• Extract to read
<<<<

My grandmother’s demise was fairly swift, as far as demises go. She was eighty-nine, and a routine doctor’s visit showed a lump on her liver. A biopsy declared it cancerous and rapidly spreading. She was sent more or less immediately to hospital, and after two weeks as an inpatient she was transferred to a hospice, where a few days later she would die.
The last time I saw her was in the hospital. It was the only occasion in my adult life that I ever remember being alone with her, and the only time I ever conversed with her person-to-person, as equals. She was taking a medication that was making her hallucinate, especially at night, and I discussed the experience at length with her, trying to give her some insight from my own misspent youth, when I had been through the same thing recreationally. Eventually the nurse came in, and it was time for me to go. As she was being bolstered up, my grandmother looked at me slyly and added one last thing in parting. “You know,” she said. “He’s never forgiven me for giving you that coat.”

>>>>

• Aim of the task
Can you pull out the part of the passage about the grandmother's final illness starting at "My grandmother’s demise" and ending at "she would die.", copied word for word?

• Data for analysis
<<<<

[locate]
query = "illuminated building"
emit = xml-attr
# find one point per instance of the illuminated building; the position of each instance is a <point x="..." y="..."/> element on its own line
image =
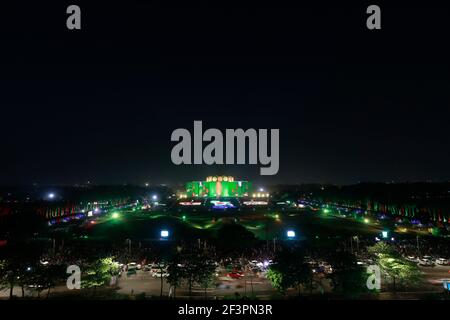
<point x="218" y="186"/>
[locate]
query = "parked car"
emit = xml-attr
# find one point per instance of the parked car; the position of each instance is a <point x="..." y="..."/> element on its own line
<point x="442" y="261"/>
<point x="160" y="274"/>
<point x="426" y="262"/>
<point x="235" y="275"/>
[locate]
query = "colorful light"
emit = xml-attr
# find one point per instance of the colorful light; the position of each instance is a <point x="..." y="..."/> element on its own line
<point x="164" y="233"/>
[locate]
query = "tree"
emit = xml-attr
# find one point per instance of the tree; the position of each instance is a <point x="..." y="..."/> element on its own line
<point x="176" y="273"/>
<point x="381" y="248"/>
<point x="47" y="277"/>
<point x="234" y="239"/>
<point x="99" y="272"/>
<point x="394" y="266"/>
<point x="205" y="271"/>
<point x="289" y="270"/>
<point x="348" y="278"/>
<point x="8" y="278"/>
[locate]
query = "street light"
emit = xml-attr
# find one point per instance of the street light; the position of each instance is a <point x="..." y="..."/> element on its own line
<point x="290" y="234"/>
<point x="164" y="234"/>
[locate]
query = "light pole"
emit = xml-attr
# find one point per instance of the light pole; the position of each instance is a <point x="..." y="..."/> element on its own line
<point x="129" y="245"/>
<point x="418" y="249"/>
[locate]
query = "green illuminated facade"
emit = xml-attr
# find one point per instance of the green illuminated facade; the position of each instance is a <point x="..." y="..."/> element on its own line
<point x="218" y="186"/>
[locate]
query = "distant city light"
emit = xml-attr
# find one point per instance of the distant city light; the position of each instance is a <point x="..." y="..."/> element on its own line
<point x="291" y="234"/>
<point x="164" y="233"/>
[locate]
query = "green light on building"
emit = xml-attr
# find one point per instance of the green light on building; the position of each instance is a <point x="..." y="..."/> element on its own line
<point x="218" y="186"/>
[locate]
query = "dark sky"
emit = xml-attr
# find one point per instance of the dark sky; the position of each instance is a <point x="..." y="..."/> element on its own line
<point x="100" y="104"/>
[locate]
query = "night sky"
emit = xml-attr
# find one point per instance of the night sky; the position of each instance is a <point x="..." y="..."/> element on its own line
<point x="100" y="104"/>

>>>>

• Written answer
My grandmother’s demise was fairly swift, as far as demises go. She was eighty-nine, and a routine doctor’s visit showed a lump on her liver. A biopsy declared it cancerous and rapidly spreading. She was sent more or less immediately to hospital, and after two weeks as an inpatient she was transferred to a hospice, where a few days later she would die.